══ RECORDS

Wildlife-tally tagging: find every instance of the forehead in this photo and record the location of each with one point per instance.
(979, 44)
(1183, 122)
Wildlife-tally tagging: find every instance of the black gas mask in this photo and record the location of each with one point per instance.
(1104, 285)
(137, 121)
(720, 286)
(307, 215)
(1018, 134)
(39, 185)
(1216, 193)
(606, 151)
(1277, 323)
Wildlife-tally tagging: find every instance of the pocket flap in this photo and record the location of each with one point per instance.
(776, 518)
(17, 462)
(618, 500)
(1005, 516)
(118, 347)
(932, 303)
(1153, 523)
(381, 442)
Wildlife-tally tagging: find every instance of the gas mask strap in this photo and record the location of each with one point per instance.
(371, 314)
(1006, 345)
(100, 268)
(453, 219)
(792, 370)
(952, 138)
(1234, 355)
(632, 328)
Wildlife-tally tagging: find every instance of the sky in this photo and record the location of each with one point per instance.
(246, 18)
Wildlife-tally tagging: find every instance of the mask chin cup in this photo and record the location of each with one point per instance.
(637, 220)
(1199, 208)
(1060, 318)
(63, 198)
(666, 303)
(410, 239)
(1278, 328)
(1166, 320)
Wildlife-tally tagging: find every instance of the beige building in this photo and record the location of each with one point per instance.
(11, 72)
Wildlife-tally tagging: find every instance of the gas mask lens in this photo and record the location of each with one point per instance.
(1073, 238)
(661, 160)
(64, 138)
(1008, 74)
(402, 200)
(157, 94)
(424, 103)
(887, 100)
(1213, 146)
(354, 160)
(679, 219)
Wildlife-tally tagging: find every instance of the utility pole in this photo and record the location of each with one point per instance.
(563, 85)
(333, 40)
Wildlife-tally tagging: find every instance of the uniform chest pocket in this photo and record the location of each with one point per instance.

════

Please give back the listing in full; each line must match exactly.

Wildlife-tally tagging: find every instance of the forehead in this photo and record the location of each with one point per instance.
(979, 44)
(1183, 122)
Wildlife-tally tagging: find every instance of the black gas mask in this photo and record the location of each with one point per instance.
(1104, 285)
(137, 121)
(720, 286)
(307, 215)
(1018, 134)
(39, 185)
(1216, 193)
(606, 151)
(1277, 323)
Wildlife-tally tagging: find every instance of the pocket flap in this photo and record the location of each with one point per instance.
(776, 518)
(17, 462)
(618, 500)
(1005, 516)
(118, 347)
(932, 303)
(1153, 523)
(381, 442)
Wildlife-tally tagging: find every instance of the gas mask strap in this photo and record the location of each with one point per instance.
(371, 314)
(1006, 345)
(100, 268)
(453, 219)
(792, 370)
(952, 138)
(1234, 355)
(632, 328)
Wildlife-tally tagging: find every instance of the sky in this photo and record the location of each with one point per instance.
(246, 18)
Wildlife-tally tagging: find every instance of the mask chin cup in this photo and record the location of each with one point per instance.
(637, 220)
(1199, 208)
(1060, 318)
(63, 198)
(666, 303)
(410, 239)
(1278, 328)
(1166, 320)
Wildlife-tally tagging: find every instance of the beige building in this photo and record the location of each with one point per instance.
(11, 72)
Wildlife-tally tagging: find every instance of the gas mask lens in this photo and record the location of each with one point per instance.
(1073, 238)
(661, 160)
(64, 138)
(1008, 74)
(402, 200)
(157, 94)
(424, 103)
(887, 100)
(1213, 146)
(354, 160)
(679, 219)
Wildlife-tally tagging: find every instance of the utility pole in this photo and record the location of each with one point per instance.
(563, 85)
(333, 40)
Wildlife-tally tagging: find every instance of the uniform chest pocket in this photo and record the location of each with one point per instance.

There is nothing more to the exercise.